Reproduce every line of the entries below as a numbered list, skipping any blank lines. Leave the pictures out.

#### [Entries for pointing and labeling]

= = = = =

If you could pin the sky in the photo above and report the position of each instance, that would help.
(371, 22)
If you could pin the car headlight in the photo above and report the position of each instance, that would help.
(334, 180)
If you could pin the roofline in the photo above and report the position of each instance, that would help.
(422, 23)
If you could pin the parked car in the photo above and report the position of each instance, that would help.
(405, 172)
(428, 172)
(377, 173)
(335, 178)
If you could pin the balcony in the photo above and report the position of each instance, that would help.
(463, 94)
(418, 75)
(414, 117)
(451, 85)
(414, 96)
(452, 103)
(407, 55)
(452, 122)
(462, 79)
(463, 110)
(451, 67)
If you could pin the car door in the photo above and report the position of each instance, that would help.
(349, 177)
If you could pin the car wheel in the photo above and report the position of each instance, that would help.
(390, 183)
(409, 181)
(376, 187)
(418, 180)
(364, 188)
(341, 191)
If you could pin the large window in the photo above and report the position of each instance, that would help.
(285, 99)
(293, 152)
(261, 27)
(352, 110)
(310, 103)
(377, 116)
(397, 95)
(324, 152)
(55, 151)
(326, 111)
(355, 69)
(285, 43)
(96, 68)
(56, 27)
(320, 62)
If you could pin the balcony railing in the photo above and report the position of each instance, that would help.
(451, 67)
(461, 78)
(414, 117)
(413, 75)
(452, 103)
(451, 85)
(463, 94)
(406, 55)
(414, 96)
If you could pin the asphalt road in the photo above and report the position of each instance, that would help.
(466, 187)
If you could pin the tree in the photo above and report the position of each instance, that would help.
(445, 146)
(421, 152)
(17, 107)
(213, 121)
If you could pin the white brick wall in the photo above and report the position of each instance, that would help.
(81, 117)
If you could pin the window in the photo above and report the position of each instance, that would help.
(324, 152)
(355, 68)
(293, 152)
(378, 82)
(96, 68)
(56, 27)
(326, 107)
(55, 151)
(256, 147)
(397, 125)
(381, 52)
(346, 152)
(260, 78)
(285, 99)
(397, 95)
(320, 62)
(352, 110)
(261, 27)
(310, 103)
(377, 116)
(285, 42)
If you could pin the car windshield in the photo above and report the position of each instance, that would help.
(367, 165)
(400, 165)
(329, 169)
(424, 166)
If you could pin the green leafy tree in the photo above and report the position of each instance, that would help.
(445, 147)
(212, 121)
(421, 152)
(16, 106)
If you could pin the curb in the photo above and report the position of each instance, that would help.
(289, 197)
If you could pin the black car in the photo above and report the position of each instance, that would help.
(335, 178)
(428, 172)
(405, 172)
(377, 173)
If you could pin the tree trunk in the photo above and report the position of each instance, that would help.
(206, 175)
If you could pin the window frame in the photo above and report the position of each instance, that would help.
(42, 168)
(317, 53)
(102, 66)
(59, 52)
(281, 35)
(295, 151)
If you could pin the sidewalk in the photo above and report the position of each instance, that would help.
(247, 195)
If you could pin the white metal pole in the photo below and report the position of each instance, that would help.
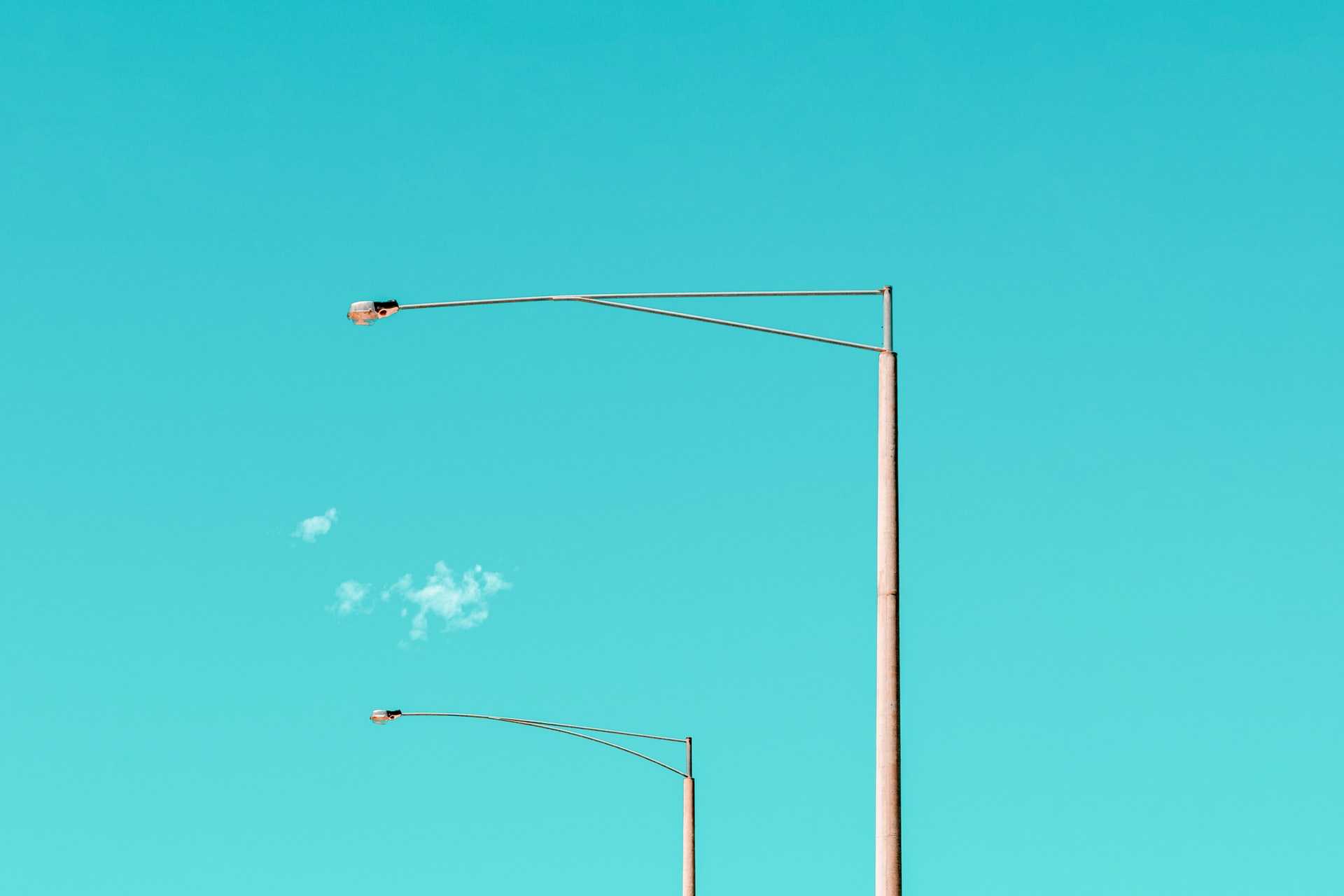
(889, 624)
(689, 836)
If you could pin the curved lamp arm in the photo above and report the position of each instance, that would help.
(384, 716)
(365, 314)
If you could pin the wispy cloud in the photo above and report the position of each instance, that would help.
(350, 597)
(315, 526)
(458, 602)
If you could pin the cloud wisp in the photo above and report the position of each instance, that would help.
(315, 526)
(350, 597)
(457, 602)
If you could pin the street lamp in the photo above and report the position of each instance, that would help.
(889, 542)
(384, 716)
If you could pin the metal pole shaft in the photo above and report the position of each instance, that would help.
(689, 836)
(889, 630)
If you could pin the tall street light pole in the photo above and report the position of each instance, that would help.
(384, 716)
(888, 871)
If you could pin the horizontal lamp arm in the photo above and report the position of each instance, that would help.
(605, 298)
(568, 729)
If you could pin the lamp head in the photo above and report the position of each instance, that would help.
(365, 314)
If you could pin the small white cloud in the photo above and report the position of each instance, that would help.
(460, 602)
(315, 526)
(350, 597)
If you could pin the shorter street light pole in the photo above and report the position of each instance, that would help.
(384, 716)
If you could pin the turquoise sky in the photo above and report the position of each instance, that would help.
(1114, 237)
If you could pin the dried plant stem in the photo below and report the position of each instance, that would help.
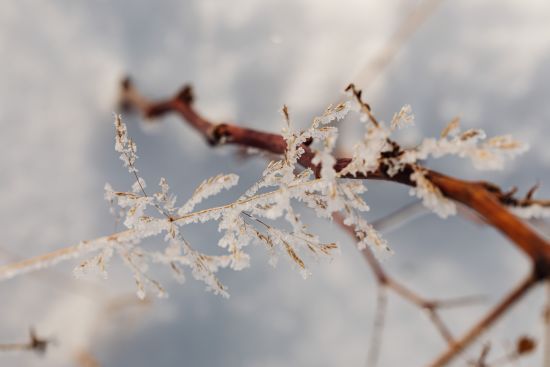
(546, 319)
(487, 321)
(486, 199)
(414, 20)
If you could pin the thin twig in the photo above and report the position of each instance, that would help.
(487, 321)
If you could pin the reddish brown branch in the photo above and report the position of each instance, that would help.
(487, 199)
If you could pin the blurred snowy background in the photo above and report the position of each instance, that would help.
(60, 68)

= = = = =

#### [FULL ANSWER]
1. If you could pin the sky in the photo above and report the position of each instance, that would help.
2. (371, 22)
3. If you could pin the car headlight in the photo above and report the position of each instance, that would help.
4. (334, 180)
5. If you could pin the roofline in the photo above and report the position of each instance, that would help.
6. (422, 23)
7. If you could pin the parked car in the photo above and report the position of each instance, that would help.
8. (405, 172)
9. (428, 172)
10. (377, 173)
11. (335, 178)
12. If you could pin the balcony in the photo above and report the position of each instance, that would help.
13. (463, 94)
14. (418, 75)
15. (414, 117)
16. (451, 85)
17. (414, 96)
18. (452, 103)
19. (407, 55)
20. (452, 122)
21. (462, 79)
22. (463, 110)
23. (451, 67)
24. If you could pin the car door in the photo above and report the position of each instance, that would help.
25. (349, 177)
26. If you could pin the car wheel in the photo above and report the position of each instance, that would help.
27. (390, 183)
28. (409, 181)
29. (376, 187)
30. (418, 180)
31. (364, 188)
32. (341, 191)
33. If you could pin the large window in the photo above and report the position of each instance, that would help.
34. (285, 99)
35. (293, 152)
36. (261, 27)
37. (352, 110)
38. (310, 103)
39. (377, 116)
40. (397, 95)
41. (324, 152)
42. (55, 151)
43. (326, 111)
44. (355, 69)
45. (285, 43)
46. (96, 68)
47. (56, 27)
48. (320, 62)
49. If you could pin the balcony railing in the photo above and report the position of each instance, that would help.
50. (451, 67)
51. (461, 78)
52. (414, 117)
53. (413, 75)
54. (452, 103)
55. (451, 85)
56. (463, 94)
57. (406, 55)
58. (414, 96)
59. If you could pin the asphalt road in the photo above and report the position of each instance, that would help.
60. (466, 187)
61. If you could pin the tree in the photo above and report the position of each instance, that would help.
62. (445, 146)
63. (421, 152)
64. (17, 107)
65. (213, 121)
66. If you could pin the white brick wall in the photo above and report the position of each instance, that would help.
67. (81, 117)
68. If you could pin the window in the photo above and report the position of each instance, that would help.
69. (324, 152)
70. (355, 68)
71. (293, 152)
72. (378, 82)
73. (96, 68)
74. (56, 27)
75. (326, 107)
76. (55, 151)
77. (256, 147)
78. (397, 125)
79. (381, 52)
80. (346, 152)
81. (260, 78)
82. (285, 99)
83. (397, 95)
84. (320, 62)
85. (352, 110)
86. (261, 27)
87. (310, 103)
88. (377, 116)
89. (285, 42)
90. If you could pin the car windshield in the photo above and report the position of each instance, that would help.
91. (367, 165)
92. (400, 165)
93. (329, 169)
94. (424, 166)
95. If you could pin the green leafy tree in the photo above and report the position of each instance, that would help.
96. (445, 147)
97. (212, 121)
98. (421, 152)
99. (16, 106)
100. If you could pin the curb in the photo above and report the position of each instance, that would help.
101. (289, 197)
102. If you could pin the black car in the photo above and report the position of each instance, that would help.
103. (335, 178)
104. (428, 172)
105. (405, 172)
106. (377, 173)
107. If you could pin the tree trunk in the photo above and report the position of each instance, that would help.
108. (206, 175)
109. If you could pin the window frame in the photo above and report the position of each instance, that would help.
110. (42, 168)
111. (317, 53)
112. (102, 66)
113. (59, 52)
114. (281, 35)
115. (295, 151)
116. If you could pin the sidewalk in the photo above and report the position of each instance, that would help.
117. (247, 195)
118. If you could pin the white metal pole in the photo below and report the position of each instance, that would help.
119. (889, 624)
120. (689, 836)
121. If you could pin the curved lamp arm in the photo above and report the position of each instance, that would help.
122. (384, 716)
123. (365, 314)
124. If you could pin the wispy cloud in the photo above and report the position of each instance, that would help.
125. (350, 597)
126. (315, 526)
127. (458, 602)
128. If you could pin the cloud wisp in the photo above and report the position of each instance, that would help.
129. (315, 526)
130. (350, 597)
131. (457, 602)
132. If you could pin the street lamp in the photo above and report the position of each instance, that would help.
133. (889, 542)
134. (384, 716)
135. If you could pin the metal pole shaft in the photo above and report the position of each instance, that would help.
136. (689, 836)
137. (889, 630)
138. If you could pin the tall street light pole in the photo above and report the position of each instance, that would help.
139. (384, 716)
140. (888, 871)
141. If you could pin the horizontal lamp arm in the photo above and report the position of each instance, that would help.
142. (605, 298)
143. (568, 729)
144. If you could pin the lamp head in the photo above and report the position of each instance, that would help.
145. (365, 314)
146. If you could pin the small white cloud in the photo above and report the position of each instance, that would help.
147. (460, 602)
148. (315, 526)
149. (350, 597)
150. If you could pin the shorter street light pole in the photo above and report the position of each instance, that would help.
151. (384, 716)
152. If you could pin the turquoise sky in the photo above and report the position of each instance, that would help.
153. (1114, 237)
154. If you could pin the dried plant stem in the photo below and report the position of each instance, that would help.
155. (546, 319)
156. (487, 321)
157. (486, 199)
158. (414, 20)
159. If you could pin the thin twig in the photo above and report the position of each instance, that would help.
160. (487, 321)
161. If you could pin the reddish brown branch in the photo above and report the position of each instance, that would help.
162. (487, 199)
163. If you could pin the blurred snowy background in the photo above and report the position of each instance, that would help.
164. (60, 68)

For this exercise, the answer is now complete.